╔══

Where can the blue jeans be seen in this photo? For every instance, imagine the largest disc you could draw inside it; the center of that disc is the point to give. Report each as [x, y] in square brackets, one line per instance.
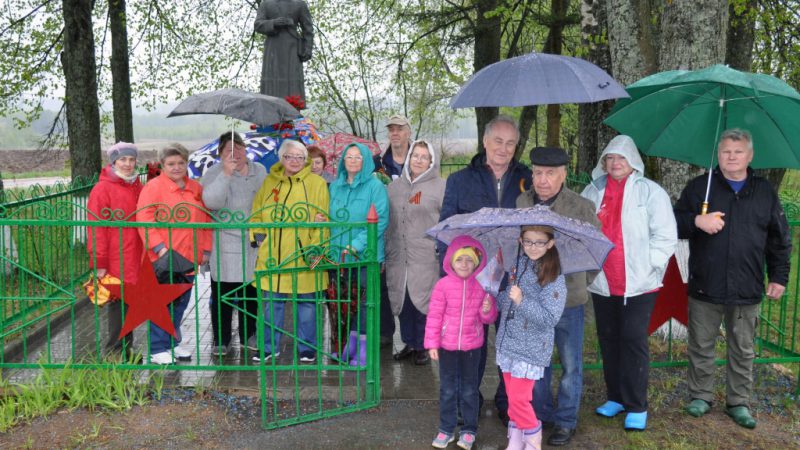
[569, 340]
[412, 325]
[306, 326]
[458, 385]
[160, 340]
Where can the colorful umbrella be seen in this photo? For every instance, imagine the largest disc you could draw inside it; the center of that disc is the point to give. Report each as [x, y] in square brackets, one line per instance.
[260, 148]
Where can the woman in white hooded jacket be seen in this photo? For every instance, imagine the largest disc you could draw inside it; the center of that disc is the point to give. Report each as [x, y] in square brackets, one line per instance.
[412, 264]
[636, 215]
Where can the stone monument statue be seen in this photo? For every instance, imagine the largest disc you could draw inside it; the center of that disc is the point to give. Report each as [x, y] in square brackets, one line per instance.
[289, 42]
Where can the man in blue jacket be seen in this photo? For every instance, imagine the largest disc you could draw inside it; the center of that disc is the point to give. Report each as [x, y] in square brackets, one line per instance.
[745, 231]
[492, 179]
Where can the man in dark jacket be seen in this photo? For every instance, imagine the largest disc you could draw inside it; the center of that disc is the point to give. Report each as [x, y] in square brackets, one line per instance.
[492, 179]
[549, 166]
[390, 164]
[729, 248]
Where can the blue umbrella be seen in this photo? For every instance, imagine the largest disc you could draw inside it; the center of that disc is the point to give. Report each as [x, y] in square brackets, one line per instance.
[537, 79]
[581, 246]
[260, 148]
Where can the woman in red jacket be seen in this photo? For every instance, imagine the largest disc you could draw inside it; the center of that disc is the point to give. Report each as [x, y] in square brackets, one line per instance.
[173, 197]
[114, 198]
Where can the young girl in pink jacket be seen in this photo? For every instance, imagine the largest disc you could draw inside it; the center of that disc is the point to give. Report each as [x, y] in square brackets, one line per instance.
[458, 309]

╚══

Every line of the data above should be returned exactly, with the pictures removed.

Where can the blue jeans be seen in this photo? For every instance, imagine the largest disc you could draw inside it; the center of that disc is the point to give. Report each as [x, y] in square brackets, one line per instance.
[569, 340]
[412, 325]
[306, 326]
[458, 385]
[160, 340]
Where can the colorful umbrella be seen in this photo? For every instance, imagine the largest disc you could draw inside it; the center of that disc is the point to give. Report each as [x, y] in square brackets, one line per instance.
[260, 148]
Where can the woman in white hooded jacket be seen in this photo? For every instance, imagine the largest disc you could draw inside it; the center of that disc is the point to give. Report each as [x, y] in square brackets, one line per instance.
[412, 264]
[636, 215]
Where can the stone monument statue be seen in this photo? For every instance, imagine the largest disc you could draw inside it; the center of that disc is the point to give. Report each as [x, y] in square brackets, one line per instance.
[289, 42]
Where can the man in blue jacket be seen in this photo? For every instance, imagine the largest disc you could draw inside it; the center of that disc is the point to give. Report each as [x, y] in square brackets, one line per instance.
[745, 231]
[492, 179]
Where can the man in dark jacket be seen in this photo? For every instance, imagine the largest disc you could draw inside it; the center of that disc is the point to give. Report each as [x, y] in square brackets, one line per instance.
[492, 179]
[549, 166]
[390, 164]
[729, 248]
Where can the blue umbrella be seen in this photo? For every instance, imagine the largest disc you could draw inside it; the center of that disc is the point to give. Report each as [x, y] in square brackets, one line per instance.
[537, 79]
[581, 246]
[260, 148]
Where can the woman in red jacket be seen in this photo? For every instance, imagine the largest disc you could draw inside it; the center of that disc is the point to give. Report each as [x, y] in square brackets, one line per instance.
[173, 197]
[114, 198]
Where can the young girl in pink jacket be seen in this photo? For every instance, imagine the largest disc you could draw inside it; the center of that disc is the point to give. Report each as [x, y] in square brackets, one line per instance.
[458, 309]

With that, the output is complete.